Reproduce the listing below in full, swapping each "field log" for "survey sheet" and leaving everything else as it is.
(begin)
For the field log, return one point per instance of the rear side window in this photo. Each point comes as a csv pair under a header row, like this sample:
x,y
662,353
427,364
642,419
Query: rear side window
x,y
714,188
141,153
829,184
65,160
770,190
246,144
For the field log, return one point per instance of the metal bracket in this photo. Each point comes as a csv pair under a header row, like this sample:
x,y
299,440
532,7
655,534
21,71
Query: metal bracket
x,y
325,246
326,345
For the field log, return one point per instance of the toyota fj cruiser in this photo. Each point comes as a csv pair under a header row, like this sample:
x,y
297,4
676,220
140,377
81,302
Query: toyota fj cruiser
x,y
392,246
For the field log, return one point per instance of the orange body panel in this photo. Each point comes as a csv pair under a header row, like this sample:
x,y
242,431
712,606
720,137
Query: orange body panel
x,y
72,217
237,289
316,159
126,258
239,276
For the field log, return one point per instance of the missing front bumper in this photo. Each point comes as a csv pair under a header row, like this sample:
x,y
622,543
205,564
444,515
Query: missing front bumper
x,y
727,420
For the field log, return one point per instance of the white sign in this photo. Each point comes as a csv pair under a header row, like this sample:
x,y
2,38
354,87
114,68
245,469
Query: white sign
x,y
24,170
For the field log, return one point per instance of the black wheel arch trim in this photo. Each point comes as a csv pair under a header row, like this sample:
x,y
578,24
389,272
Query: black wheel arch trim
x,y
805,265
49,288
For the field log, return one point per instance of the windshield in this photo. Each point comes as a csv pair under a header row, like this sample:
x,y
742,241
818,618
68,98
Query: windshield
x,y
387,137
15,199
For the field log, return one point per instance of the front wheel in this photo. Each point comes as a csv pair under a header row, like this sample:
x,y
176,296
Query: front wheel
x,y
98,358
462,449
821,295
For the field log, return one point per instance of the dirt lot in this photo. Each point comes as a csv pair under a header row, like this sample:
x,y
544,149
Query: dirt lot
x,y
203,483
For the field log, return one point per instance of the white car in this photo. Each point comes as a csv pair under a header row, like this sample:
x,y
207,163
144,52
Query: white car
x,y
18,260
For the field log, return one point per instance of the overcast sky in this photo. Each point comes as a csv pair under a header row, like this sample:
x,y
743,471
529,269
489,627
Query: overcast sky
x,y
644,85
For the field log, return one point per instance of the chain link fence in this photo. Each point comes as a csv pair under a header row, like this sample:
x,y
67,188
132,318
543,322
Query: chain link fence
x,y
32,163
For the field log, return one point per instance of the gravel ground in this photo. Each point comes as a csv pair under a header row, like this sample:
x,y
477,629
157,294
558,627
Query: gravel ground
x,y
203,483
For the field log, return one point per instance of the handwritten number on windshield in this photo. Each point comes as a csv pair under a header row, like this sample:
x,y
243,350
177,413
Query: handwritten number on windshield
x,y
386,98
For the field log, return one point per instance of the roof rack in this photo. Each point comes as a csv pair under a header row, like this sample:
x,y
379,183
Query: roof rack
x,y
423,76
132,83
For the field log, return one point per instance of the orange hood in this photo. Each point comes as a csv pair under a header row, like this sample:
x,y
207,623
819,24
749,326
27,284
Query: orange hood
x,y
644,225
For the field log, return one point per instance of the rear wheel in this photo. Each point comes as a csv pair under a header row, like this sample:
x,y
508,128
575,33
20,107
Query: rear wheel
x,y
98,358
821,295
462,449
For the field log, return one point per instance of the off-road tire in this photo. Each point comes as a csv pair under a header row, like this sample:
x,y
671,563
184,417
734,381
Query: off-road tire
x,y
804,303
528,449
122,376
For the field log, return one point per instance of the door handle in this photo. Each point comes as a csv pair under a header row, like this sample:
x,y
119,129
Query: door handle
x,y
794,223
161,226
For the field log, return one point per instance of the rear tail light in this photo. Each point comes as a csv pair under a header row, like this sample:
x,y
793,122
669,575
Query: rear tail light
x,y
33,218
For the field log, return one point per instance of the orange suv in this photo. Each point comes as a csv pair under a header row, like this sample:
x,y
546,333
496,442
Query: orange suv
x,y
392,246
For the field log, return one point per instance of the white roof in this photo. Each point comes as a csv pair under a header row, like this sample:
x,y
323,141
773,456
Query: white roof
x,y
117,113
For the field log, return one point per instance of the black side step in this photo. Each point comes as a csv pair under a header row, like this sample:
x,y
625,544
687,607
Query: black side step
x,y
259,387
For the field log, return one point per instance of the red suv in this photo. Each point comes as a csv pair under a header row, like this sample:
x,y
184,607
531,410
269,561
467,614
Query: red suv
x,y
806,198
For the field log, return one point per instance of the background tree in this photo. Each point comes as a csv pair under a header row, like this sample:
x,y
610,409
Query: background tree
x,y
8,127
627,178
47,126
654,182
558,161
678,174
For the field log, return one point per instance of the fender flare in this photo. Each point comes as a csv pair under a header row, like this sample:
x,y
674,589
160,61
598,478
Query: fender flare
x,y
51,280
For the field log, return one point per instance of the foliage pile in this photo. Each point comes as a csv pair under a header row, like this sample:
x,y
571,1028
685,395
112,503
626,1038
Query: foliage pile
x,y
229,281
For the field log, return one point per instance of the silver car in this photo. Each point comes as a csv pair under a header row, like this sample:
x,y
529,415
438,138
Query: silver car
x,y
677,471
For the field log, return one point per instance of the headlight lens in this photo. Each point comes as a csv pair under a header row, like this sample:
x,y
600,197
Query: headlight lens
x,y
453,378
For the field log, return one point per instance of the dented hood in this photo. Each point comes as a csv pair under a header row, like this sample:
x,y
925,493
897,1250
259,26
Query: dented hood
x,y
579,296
(end)
Full answer
For the survey sheet, return one point per instance of the rear side window in this photo. Each point comes as a csv pair under a header row, like this sample:
x,y
662,353
427,364
642,419
Query: rear side window
x,y
714,188
141,153
829,184
65,160
770,190
246,144
For the survey sheet, return one point per instance of the metal bracket in this photo. Each point comes as a csv pair under a header row, like this sample:
x,y
299,440
532,7
655,534
21,71
Query: metal bracket
x,y
325,246
326,345
For the survey sheet, return one point per instance of the toyota fj cruiser in this photo. Each point comes as a csv pair under a header row, like this sample:
x,y
297,4
676,220
140,377
81,302
Query: toyota fj cruiser
x,y
392,246
For the survey sheet, return one point per instance of the orange body panel in this photo. Each point comes as a csv pair under a header row, like this sample:
x,y
242,431
712,606
720,137
Query: orange body panel
x,y
72,217
237,289
316,159
126,258
239,276
For the survey sheet, return one point per instance of the missing front bumper in this photo. Each point comes as a csv pair under a header row, like this sample:
x,y
622,543
205,564
444,515
Query: missing front bumper
x,y
727,420
For the survey sheet, return one point per instance of the white sign in this photo. Each point comes as a csv pair under a header row, like this sample:
x,y
2,38
354,87
114,68
245,469
Query: white sign
x,y
24,170
For the survey sheet, return one point per instance of the black wheel arch trim in this photo. Each point comes as a csv pair under a header row, like this sample:
x,y
578,24
389,272
Query: black wheel arch trim
x,y
805,265
49,288
For the survey sheet, return one point per instance of the windshield in this photo. Each point comes as a csv pair under a header row, like this sample:
x,y
742,241
818,618
68,98
Query: windshield
x,y
387,137
15,199
For the survey sheet, return one point per instance of the front wheel in this photo. Each point comes as a csv pair under a header row, like this sample:
x,y
176,296
Query: front wheel
x,y
98,358
462,449
821,295
For the survey sheet, return one point per instance of the dirt lot in this photo. Each point comes as a csv pair under a header row, like this sample:
x,y
544,149
Query: dirt lot
x,y
203,483
For the survey sheet, return one point per instance of the white car in this photo. Each point comes as a csv pair under a header row, like this sample:
x,y
207,163
144,52
Query: white car
x,y
18,260
For the survey sheet, return one point per instance of the overcast sky in this photo. Each point comes as a csv pair under a header row, like this sample:
x,y
743,471
529,269
489,627
Query: overcast sky
x,y
644,85
For the survey sheet, return one point per instance of the chain link fence in this photo. Each point comes as a csv pair under a header row, like this sample:
x,y
67,188
132,318
543,322
Query: chain link fence
x,y
32,163
For the survey sheet, return one point per instance of the gravel ground in this photo. Each point comes as a csv pair under a header row, like this sample:
x,y
477,629
157,294
558,627
Query: gravel ground
x,y
203,483
For the survey sheet, return one point per instance of the handwritten number on windshield in this photo. Each point comes as a csv pair under a header row, like this sample:
x,y
243,350
177,413
Query: handwritten number on windshield
x,y
386,98
For the survey sheet, return one point per instance of the roof rack in this photo. Each point comes as a csv pair under a header row, like this sample:
x,y
379,183
Query: roof rack
x,y
423,76
132,83
For the survey sheet, return one point per instance of the orange hood in this photo. Each point comes as a csv pair under a header row, like this sample:
x,y
207,623
819,24
749,326
27,284
Query: orange hood
x,y
644,225
For the survey sheet, return one point per instance of the rear wheel in this photo. Each point comes as a csv pair under a header row, like this sample:
x,y
508,128
575,33
20,107
Query: rear wheel
x,y
98,358
821,295
462,449
For the survey sheet, return one point per instance of the off-road tire in this photo. Each point comes as a csv pair under a header row, like this sample:
x,y
671,563
184,417
734,381
Query: off-road tire
x,y
804,303
528,449
122,376
For the survey sheet, return one point per instance of the door handle in this photo. Each point comes as a csv pair under a header row, like this sample:
x,y
119,129
Query: door handle
x,y
794,223
161,226
For the survey sheet, return one point per instance of the rear tail light in this photo. Each point comes as a csv pair under a header row, like this sample:
x,y
793,122
669,575
Query: rear tail light
x,y
33,218
For the survey sheet, return one point per instance of the orange suv in this photo. Each point comes as a csv pair under a header row, like this sample:
x,y
546,333
496,442
Query: orange suv
x,y
392,246
For the survey sheet, return one point per instance of the white roof in this photo. Each point comes as a csv pair under a header row, like this sample:
x,y
323,141
773,456
Query: white roof
x,y
117,113
For the survey sheet, return one point per instance of the black side step in this photo. Each point comes as a csv pair under a header row, like this sample:
x,y
625,544
687,607
Query: black side step
x,y
259,387
For the survey sheet, return one point per instance of the red suv in this photo. Each point comes as a csv pair under a header row, like this sample:
x,y
184,607
531,410
269,561
467,614
Query: red suv
x,y
806,198
For the survey sheet, return one point per instance of the background tree in this photo. Each point comes as a csv pair under a header row, like this sample:
x,y
610,409
Query: background tree
x,y
8,127
627,178
47,126
654,182
558,161
678,174
For the survey sheet, return one point per instance of the fender flare in this photo. Each point comes as a csv pair under a header row, like this sample:
x,y
674,589
160,61
598,478
Query: fender flare
x,y
51,280
For the survey sheet, return one point per instance of the foliage pile in this photo. Each point comes as a csv pair under a header row, like this sample:
x,y
571,1028
685,395
112,503
626,1038
Query: foliage pile
x,y
229,281
For the survey sheet, return one point per instance of the silver car in this photo. Each point comes as a csv pair under a header row, like this sample:
x,y
529,415
438,138
Query: silver car
x,y
677,471
For the survey sheet, return one point per instance of the headlight lens in this photo. Each point comes as a csv pair under a header row, like this sample:
x,y
600,197
Query: headlight lens
x,y
453,378
For the survey sheet, return one point per instance of the dented hood in this photo. Each point comes as a csv pair under a header row, like this sample:
x,y
925,493
897,1250
259,26
Query: dented hood
x,y
579,296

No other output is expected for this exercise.